**Task instructions:**
A. In the study text on metabolic syndrome and urinary symptoms, which component of metabolic syndrome correlated significantly with the IPSS total score in females?
B. List every component of metabolic syndrome that the study text on metabolic syndrome and urinary symptoms says was included in the multiple regression analysis.
C. Please write the next part of the study text on metabolic syndrome and urinary symptoms, picking up after its final sentence.

**Document text:**
--
As such, there were no differences in LUTS with respect to the presence or absence of metabolic syndrome in male subjects, whereas significant differences were found in LUTS depending on the presence or absence of metabolic syndrome in females.

In order to find which component of metabolic syndrome affects voiding symptoms, we investigated correlations between 1) age and component elements of the diagnostic criteria of metabolic syndrome and 2) IPSS total score for men and women. Multiple regression analysis was performed for age and components of metabolic syndrome [systolic and diastolic blood pressure (BP), blood glucose, triglyceride, high-density lipoprotein (HDL) cholesterol, and body mass index (BMI)] and the total score on the IPSS in males and females. There were significant correlations between age and the IPSS total score in both males (p<0.001) and females (p=0.007). In addition, significant correlations between HDL cholesterol and the IPSS total score in males were found (p=0.033). In females, however, significant correlations were found between triglyceride and the IPSS total score (p=0.021) (Table 6).

TABLE 6
Correlation between IPSS total scorea and age or components of metabolic syndrome in males and females

DISCUSSION

Metabolic syndrome is a cluster of disorders associated with the development and mortality of cardiovascular disease with a common feature of insulin resistance. Patients with metabolic syndrome are twice as likely to have cardiovascular disease and four times as likely to have type II diabetes mellitus as are patients without metabolic syndrome. The mortality rate due to cardiovascular or coronary arterial diseases is also increased 2.9 to 4.0 times in patients with metabolic syndrome [10-12].

The prevalence rate of metabolic syndrome in the United States has a diverse range, showing figures from 2.4% to 43.5%. In this country, a high morbidity rate of 21.5% was shown in a population of patients with an age of 20 years old or older [13]. This study also showed a similar result with a prevalence rate of 15.5%.
--
**Collection entries:**
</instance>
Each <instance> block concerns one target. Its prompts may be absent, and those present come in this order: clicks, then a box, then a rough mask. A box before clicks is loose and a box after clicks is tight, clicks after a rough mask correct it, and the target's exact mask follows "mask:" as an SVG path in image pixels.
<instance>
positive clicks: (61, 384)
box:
--
**Per-task outputs:**
A. Triglyceride (p=0.021).

B. Systolic blood pressure, diastolic blood pressure, blood glucose, triglyceride, high-density lipoprotein (HDL) cholesterol, and body mass index (BMI).

C.
One study reported that Asian women have a higher prevalence of the metabolic syndrome than do Asian men [14]. However, this study showed a prevalence rate of 20.4% for males and of 8.6% for females, showing a higher prevalence for males.

Geer and Shen discussed the gender differences observed in body composition with regard to adiposity and insulin resistance [15]. In men, greater visceral fat and elevated fat content in the liver are most likely due to the absence of the protective effect of estrogen, which is found in premenopausal women. This absence leads to increased insulin resistance in individuals with increased visceral adiposity. Compared with men, premenopausal women are protected from cardiovascular disease. However, once postmenopausal, women rapidly catch up [15]. The high prevalence rate of males in this study was due to the relatively high proportion of premenopausal women.

The basic pathophysiology of metabolic syndrome is known to be hyperinsulinism developed secondarily from insulin resistance due to insulin-mediated glucose absorption disorder [16-18]. Insulin resistance or hyperinsulinism affects the ventromedial nucleus, which regulates the activation of the sympathetic nervous system of the hypothalamus. It increases blood and tissue catecholamines, stimulates the peripheral sympathetic nervous system, and increases the activity of the sympathetic nervous system. Accordingly, the prostate or bladder neck, which has a wide distribution of the sympathetic system, also becomes stimulated and LUTS may be manifested [19].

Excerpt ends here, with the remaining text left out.